*WORK ITEM*. Below are some entries. Copy each line that holds the string "utility".
== DATA
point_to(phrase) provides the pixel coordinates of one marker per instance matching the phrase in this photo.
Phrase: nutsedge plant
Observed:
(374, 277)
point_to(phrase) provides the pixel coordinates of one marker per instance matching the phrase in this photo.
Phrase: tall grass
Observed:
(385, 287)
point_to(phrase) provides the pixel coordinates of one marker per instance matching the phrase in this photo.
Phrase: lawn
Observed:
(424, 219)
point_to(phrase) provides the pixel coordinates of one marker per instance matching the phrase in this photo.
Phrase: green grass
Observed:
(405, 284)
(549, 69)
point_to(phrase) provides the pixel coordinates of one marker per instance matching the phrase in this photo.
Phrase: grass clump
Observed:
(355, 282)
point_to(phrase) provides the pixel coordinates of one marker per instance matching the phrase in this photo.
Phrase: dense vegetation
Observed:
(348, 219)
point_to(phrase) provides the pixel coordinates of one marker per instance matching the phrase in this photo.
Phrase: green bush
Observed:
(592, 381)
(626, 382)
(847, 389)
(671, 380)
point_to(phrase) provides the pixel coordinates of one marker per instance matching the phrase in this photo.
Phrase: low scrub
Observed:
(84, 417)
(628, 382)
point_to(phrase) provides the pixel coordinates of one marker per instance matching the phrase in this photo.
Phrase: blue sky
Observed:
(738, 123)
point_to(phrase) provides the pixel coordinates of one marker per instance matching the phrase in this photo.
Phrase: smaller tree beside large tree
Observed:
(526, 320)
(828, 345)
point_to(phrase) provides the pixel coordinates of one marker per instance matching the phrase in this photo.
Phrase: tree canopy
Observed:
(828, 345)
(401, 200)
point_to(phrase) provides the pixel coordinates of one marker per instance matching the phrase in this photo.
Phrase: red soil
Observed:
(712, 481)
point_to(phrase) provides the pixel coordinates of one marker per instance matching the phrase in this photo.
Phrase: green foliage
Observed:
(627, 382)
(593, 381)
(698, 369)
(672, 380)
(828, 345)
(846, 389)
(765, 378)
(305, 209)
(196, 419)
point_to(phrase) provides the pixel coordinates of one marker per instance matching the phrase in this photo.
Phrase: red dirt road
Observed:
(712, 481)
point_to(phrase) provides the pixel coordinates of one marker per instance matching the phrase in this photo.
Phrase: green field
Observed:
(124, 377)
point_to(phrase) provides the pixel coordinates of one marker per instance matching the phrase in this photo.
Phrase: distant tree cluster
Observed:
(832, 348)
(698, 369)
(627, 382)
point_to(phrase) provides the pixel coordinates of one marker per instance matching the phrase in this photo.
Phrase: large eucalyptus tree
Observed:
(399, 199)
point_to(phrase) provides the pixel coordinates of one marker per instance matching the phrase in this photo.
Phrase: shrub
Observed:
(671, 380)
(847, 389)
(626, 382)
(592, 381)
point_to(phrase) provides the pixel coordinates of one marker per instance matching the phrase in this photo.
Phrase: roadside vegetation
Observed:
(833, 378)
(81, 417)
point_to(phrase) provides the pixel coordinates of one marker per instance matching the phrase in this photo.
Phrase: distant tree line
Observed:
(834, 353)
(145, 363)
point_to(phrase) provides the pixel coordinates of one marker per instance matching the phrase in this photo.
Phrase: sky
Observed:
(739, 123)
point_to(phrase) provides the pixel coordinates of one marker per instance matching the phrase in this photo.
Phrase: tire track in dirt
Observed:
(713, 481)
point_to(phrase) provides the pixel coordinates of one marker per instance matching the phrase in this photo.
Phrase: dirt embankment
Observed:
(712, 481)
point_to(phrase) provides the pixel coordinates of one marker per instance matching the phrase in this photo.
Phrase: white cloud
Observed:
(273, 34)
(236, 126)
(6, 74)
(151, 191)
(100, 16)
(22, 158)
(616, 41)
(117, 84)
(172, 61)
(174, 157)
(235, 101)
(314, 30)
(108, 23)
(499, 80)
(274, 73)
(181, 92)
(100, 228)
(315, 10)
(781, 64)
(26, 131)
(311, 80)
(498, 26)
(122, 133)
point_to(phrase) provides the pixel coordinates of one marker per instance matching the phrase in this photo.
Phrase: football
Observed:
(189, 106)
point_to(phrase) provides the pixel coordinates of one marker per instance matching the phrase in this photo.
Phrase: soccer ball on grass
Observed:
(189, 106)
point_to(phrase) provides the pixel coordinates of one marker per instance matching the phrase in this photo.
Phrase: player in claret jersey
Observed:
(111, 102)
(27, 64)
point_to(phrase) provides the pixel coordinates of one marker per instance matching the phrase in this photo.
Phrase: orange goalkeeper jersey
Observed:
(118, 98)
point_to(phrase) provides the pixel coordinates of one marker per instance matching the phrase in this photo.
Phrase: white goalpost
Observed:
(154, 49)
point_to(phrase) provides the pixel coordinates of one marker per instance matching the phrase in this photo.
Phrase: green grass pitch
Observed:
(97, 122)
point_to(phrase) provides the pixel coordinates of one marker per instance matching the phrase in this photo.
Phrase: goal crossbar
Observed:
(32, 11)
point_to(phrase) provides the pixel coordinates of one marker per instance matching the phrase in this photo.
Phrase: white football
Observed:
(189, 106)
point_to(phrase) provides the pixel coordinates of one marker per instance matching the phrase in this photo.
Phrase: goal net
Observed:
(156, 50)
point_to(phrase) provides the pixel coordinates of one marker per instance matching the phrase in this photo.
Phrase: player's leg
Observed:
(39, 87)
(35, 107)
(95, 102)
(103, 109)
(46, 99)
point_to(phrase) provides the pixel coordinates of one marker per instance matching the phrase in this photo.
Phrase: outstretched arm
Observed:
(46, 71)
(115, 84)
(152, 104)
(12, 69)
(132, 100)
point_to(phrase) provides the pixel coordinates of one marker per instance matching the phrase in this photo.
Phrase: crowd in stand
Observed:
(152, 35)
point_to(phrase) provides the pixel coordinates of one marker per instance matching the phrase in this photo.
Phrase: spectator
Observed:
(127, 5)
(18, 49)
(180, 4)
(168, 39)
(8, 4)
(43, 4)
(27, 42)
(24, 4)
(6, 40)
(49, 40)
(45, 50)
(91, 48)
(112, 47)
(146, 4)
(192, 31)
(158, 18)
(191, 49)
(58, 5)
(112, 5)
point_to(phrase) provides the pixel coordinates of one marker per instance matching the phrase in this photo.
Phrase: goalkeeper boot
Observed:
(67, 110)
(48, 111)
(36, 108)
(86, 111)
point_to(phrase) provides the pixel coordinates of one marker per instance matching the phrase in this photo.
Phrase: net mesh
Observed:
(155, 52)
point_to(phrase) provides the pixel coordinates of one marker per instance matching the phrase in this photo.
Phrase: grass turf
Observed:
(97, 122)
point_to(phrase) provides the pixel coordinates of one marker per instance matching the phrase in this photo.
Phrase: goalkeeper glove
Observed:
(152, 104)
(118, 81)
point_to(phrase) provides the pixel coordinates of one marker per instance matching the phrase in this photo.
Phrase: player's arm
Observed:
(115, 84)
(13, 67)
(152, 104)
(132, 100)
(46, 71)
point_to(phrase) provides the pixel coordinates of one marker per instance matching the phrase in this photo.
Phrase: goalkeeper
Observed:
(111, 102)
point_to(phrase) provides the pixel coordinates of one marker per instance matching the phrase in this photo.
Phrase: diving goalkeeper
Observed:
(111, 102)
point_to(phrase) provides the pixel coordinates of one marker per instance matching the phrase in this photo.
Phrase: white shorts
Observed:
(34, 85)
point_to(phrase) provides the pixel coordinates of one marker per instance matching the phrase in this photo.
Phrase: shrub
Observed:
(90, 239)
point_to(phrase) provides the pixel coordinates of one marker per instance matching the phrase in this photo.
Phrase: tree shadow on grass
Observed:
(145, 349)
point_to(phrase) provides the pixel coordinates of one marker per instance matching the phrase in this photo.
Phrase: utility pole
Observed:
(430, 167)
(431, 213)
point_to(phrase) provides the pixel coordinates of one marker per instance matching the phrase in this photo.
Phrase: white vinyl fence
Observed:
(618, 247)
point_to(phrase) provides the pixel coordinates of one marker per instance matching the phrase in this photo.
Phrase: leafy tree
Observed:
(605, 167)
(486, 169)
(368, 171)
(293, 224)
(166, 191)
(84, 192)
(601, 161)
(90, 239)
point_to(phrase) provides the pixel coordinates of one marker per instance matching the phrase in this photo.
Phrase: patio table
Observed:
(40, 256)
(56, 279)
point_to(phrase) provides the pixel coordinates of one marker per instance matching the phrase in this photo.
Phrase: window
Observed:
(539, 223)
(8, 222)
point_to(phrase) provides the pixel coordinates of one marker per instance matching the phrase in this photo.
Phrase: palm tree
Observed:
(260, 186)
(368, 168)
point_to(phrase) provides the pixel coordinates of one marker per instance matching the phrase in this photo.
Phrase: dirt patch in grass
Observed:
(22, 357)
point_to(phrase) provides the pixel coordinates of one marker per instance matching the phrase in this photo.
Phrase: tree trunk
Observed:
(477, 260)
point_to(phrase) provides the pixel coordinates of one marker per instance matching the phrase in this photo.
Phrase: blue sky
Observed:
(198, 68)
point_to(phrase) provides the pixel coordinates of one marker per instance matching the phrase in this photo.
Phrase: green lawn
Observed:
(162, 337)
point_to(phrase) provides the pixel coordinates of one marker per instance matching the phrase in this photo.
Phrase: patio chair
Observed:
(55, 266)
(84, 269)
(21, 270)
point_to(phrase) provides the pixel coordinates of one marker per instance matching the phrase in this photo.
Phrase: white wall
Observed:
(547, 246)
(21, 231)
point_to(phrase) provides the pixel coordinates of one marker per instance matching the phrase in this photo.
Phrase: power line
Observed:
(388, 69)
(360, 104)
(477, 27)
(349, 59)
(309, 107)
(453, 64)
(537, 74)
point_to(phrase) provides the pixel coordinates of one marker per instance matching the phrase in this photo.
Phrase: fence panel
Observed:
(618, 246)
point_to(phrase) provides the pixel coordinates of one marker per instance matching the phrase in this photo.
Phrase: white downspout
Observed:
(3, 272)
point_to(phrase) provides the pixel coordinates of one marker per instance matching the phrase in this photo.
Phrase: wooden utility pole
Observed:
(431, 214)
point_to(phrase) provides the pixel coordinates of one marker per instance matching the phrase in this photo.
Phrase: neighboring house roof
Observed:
====
*RESPONSE TO THE TASK*.
Phrase: utility pole
Phrase: wooden utility pole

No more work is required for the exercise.